====== Seite ======

Zum Abschied bekam Joschka Fischer Wein geschenkt. Sechs Flaschen baden-württembergischen Rotwein, davon drei 99er Spätburgunder Isabel und drei Syrah. Und sechs Flaschen Rotwein „quer durch das Piemont“. Diese Auswahl, hieß es, entspreche sowohl den Vorlieben des schwäbischen Fraktionschefs Fritz Kuhn als auch denen des Italienfans Fischer. Von Parteichefin Claudia Roth kam ein i-Pod – zum Joggen.

So unaufgeregt wie möglich trennten sich gestern Nachmittag die Bundestagsfraktion der Grünen und ihr 51. Abgeordneter, der frühere Außenminister Joschka Fischer. Die Reden sind wie die Gefühle dem Vernehmen nach nicht ausgeufert.

======

Zu erledigende Aufgaben -
**A.** Nenne alle Personen, die im Text über Joschka Fischers Abschied mit Namen vorkommen.
**B.** Führe den Text über Joschka Fischers Abschied von der Grünen-Fraktion im Anschluss an seinen letzten Satz weiter.
Die Zeilen im Datenauszug werden nicht gebraucht.

====== Datenauszug ======

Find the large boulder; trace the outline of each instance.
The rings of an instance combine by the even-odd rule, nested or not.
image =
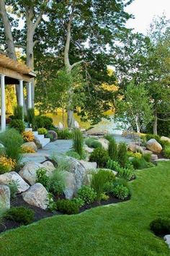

======

Gegebene Antworten -
**A.** Joschka Fischer, Fritz Kuhn, Claudia Roth

**B.**
Und doch sprach Fischer – der sichtlich weniger joggt als früher – später zur Presse von „Wehmut“. Der Lebensabschnitt Parlamentspolitik sei nun vorbei, „und alle Überlegungen, der kommt wieder zurück, können Sie vergessen“. Bestenfalls „vom Altenteil aus“ werde er seiner Partei noch beistehen. Je nun – „wenn ich an die Himmelspforte klopfe und Petrus sagt: ‚Wir brauchen dich als Special Representative von Godfather‘, dann werde ich nicht sagen, dass ich nur zum Kyrieeleison-Singen da bin“, sagte der 58-Jährige. Bis dahin aber übernehme er kein politisches Amt mehr. Über den Sommer wolle er sein Mandat niederlegen, sodass der 31-jährige Omid Nouripour nachrücken kann. Zum Wintersemester tritt Fischer eine Gastdozentur an der Universität Princeton bei New York an. Er gibt dort erst ein Anfängerseminar zu „Internationaler Krisendiplomatie“, im Frühjahr 2007 ein Graduiertenseminar über Europa und Amerika.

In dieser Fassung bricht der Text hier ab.